_Set exercise_.
Can you return the listing below word for word, starting at its beginning and ending at the line containing "[183,201,211,255]", with both ends included? Leave the pictures out of your answer.

Detection examples:
-------------------------

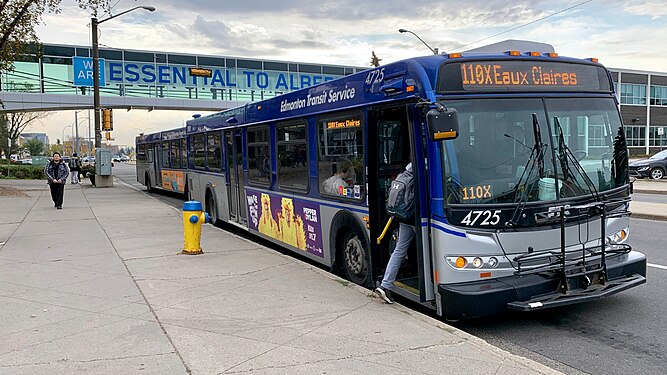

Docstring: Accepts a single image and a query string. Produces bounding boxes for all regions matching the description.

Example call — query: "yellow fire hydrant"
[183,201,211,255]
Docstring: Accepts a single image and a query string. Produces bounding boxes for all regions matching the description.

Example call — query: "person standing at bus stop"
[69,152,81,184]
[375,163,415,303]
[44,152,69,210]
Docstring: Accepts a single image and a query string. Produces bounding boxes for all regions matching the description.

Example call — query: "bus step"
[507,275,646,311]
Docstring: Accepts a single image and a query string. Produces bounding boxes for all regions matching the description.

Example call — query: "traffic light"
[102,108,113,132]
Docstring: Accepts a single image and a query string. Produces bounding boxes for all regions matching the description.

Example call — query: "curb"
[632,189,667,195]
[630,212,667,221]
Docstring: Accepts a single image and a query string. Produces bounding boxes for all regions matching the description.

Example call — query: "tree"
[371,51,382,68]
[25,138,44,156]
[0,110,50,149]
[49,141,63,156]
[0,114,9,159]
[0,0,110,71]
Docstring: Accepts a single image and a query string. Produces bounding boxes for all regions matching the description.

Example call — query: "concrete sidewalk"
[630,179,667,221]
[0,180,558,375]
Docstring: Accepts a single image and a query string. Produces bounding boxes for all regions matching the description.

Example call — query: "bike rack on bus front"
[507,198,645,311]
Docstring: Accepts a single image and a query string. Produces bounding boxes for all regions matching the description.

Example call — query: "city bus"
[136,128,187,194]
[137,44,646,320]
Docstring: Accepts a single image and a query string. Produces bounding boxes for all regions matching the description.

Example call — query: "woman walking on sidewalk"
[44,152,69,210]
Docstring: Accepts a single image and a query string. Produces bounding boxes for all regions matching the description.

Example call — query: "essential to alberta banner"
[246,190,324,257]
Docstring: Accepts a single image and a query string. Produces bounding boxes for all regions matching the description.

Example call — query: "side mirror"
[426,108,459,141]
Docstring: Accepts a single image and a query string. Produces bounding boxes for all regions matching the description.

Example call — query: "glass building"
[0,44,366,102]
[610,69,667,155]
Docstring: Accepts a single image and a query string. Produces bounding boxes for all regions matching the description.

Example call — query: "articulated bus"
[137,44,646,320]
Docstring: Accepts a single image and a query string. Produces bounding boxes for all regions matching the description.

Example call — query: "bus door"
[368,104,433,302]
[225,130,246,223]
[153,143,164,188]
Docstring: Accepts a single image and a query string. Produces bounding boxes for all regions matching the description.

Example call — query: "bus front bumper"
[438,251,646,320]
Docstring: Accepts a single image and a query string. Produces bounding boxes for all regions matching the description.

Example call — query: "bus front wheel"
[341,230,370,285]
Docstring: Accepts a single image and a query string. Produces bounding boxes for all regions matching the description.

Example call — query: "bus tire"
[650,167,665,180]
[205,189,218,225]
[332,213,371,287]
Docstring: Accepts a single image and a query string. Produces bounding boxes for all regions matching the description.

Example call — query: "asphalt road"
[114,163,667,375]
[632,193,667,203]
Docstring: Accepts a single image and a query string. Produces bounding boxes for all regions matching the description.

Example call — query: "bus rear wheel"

-------------------------

_Reply_.
Docstring: Accepts a single image and a query string. Produces bounding boxes for all regions matching the description.

Example call — query: "yellow fire hydrant"
[183,201,211,255]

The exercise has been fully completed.